Okuma Metni:
Anayasa Mahkemesinin 55. kuruluş yıldönümü nedeniyle tören düzenlendi. Törende konuşan Anayasa Mahkemesi Başkanı Zühtü Arslan, "16 Nisan'da yapılan halk oylamasında halkımız yüksek bir katılımla ve büyük bir demokratik olgunlukla sandığa gitmiştir. Halk oylamasının yüzde 85'i aşan bir katılım oranıyla gerçekleşmiş olması demokrasimiz açısından başlı başına bir kazanımdır" dedi.
Anayasa Mahkemesinin 55'inci kuruluş yıldönümü nedeniyle Anayasa Mahkemesi Yüce Divan Salonu'nda gerçekleştirilen törene Cumhurbaşkanı Recep Tayyip Erdoğan, TBMM Başkanı İsmail Kahraman, Başbakan Binali Yıldırım, Genelkurmay Bakanı Orgeneral Hulusi Akar, Anayasa Mahkemesi Başkanı Zühtü Arslan, Başbakan Yardımcıları Numan Kurtulmuş ve Tuğrul Türkeş, Milli Savunma Bakanı Fikri Işık, Adalet Bakanı Bekir Bozdağ, Milli Eğitim Bakanı İsmet Yılmaz, Maliye Bakanı Naci Ağbal, İçişleri Bakanı Süleyman Soylu, Danıştay Başkanı Zerrin Güngör, CHP Genel Başkanı Kemal Kılıçdaroğlu, HDP Parti Sözcüsü Osman Baydemir ve Vatan Partisi Genel Başkanı Doğu Perinçek katıldı. Törende konuşan Anayasa Mahkemesi Başkanı Zühtü Arslan, Anayasa Mahkemesinin 54. kuruluş yıldönümünden bu yana anayasal demokrasiyi ilgilendiren iki olayın yaşandığına dikkat çekti. Bunlardan birincisinin demokrasi tarihine kara bir leke olarak geçen 15 Temmuz'da gerçekleşen darbe teşebbüsü olduğunu kaydeden Arslan, "Milletimizin demokratik bilinci ve kararlı duruşu sayesinde demokratik anayasal düzeni yıkmaya yönelik bu teşebbüs başarılı olamamış, Türk demokrasisi önemli bir sınavı başarıyla geçmiştir" diye konuştu.

Uyulacak Yönergeler: Anayasa Mahkemesinin yıldönümü törenini anlatan haberde törene katıldığı belirtilen siyasi partileri, her birinden katılan kişiyi ve o kişinin unvanını yazın.

Sağlanan Veriler:
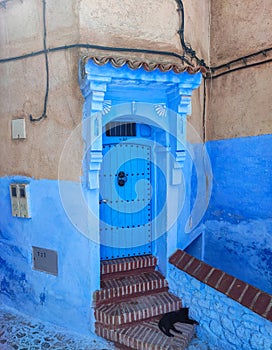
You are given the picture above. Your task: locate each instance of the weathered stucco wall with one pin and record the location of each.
(239, 102)
(144, 24)
(239, 28)
(23, 84)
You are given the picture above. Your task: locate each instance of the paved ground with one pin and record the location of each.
(25, 333)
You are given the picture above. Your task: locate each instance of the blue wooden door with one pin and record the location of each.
(125, 200)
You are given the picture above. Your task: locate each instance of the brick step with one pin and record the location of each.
(124, 266)
(131, 285)
(136, 309)
(147, 336)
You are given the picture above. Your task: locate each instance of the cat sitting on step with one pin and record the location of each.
(168, 320)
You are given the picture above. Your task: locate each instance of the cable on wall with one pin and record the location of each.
(209, 72)
(43, 116)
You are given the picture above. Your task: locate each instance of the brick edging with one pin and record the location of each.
(242, 292)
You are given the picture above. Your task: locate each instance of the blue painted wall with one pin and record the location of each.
(238, 222)
(223, 323)
(64, 299)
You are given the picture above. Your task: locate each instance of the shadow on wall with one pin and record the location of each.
(238, 235)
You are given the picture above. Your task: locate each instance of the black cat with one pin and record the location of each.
(168, 320)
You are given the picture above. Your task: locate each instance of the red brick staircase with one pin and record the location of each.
(132, 298)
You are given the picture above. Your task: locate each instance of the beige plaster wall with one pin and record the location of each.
(143, 24)
(239, 103)
(239, 28)
(197, 17)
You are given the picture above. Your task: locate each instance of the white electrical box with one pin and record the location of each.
(19, 195)
(18, 130)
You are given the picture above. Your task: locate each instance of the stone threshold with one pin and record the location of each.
(245, 294)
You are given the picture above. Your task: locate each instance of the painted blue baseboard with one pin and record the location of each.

Yanıt:
- CHP: Genel Başkan Kemal Kılıçdaroğlu
- HDP: Parti Sözcüsü Osman Baydemir
- Vatan Partisi: Genel Başkan Doğu Perinçek